● REQUIRED WORK
Only the lines from the line holding "Task: Where can the canyon" through the final line of the entries below are to be returned, exactly as they stand.

● SUPPLIED RECORDS

---*---

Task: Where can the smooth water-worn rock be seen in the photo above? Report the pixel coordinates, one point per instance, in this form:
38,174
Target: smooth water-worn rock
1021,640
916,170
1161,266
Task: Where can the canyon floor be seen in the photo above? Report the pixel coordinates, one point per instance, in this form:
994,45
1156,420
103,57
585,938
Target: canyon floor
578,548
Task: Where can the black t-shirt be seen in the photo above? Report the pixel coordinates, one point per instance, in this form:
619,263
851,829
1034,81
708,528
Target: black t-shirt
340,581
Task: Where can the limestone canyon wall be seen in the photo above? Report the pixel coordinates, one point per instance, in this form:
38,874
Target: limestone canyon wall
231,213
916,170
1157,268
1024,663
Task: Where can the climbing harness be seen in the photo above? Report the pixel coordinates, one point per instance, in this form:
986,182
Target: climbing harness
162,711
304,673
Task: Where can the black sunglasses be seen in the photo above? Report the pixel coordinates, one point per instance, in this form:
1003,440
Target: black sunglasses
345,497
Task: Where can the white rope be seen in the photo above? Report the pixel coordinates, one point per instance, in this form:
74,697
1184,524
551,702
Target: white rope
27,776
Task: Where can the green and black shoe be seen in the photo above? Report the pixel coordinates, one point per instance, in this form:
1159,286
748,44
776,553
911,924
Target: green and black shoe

---*---

● FINISHED ANSWER
Task: Where can the canyon floor be seen in the photo above? Report the pixel coordinates, one point per instance, in this form:
994,45
1156,420
103,57
585,938
Target: canyon floor
578,548
Task: Where can the black t-shirt be seen in the photo above? Report the pixel coordinates, one point per instance, in this form:
619,263
851,829
1034,81
708,528
Target: black t-shirt
340,581
Task: Where can the limestone canyon wall be seen in the photo above? Report the pixel coordinates, one point per instance, in this form:
38,874
Target: limestone canyon wall
231,213
916,170
1157,268
1024,663
Task: Where can the climbing harness be seen in the photo above? Report the pixel coordinates, one point per instance, in this form:
986,182
Target: climbing harness
162,711
304,673
Task: Where can the black sunglasses be seen in the photo above? Report the pixel coordinates, one point per instance, in this form:
1003,440
Target: black sunglasses
345,497
Task: Where can the white rope be seen in the photo above? Report the pixel coordinates, one point per instance, in this form:
74,697
1184,524
551,702
Target: white rope
27,776
Task: Where can the green and black shoe be seen in the photo above? Report the pixel coordinates, one point per instance, in this form:
1159,286
748,44
776,553
911,924
Target: green and black shoe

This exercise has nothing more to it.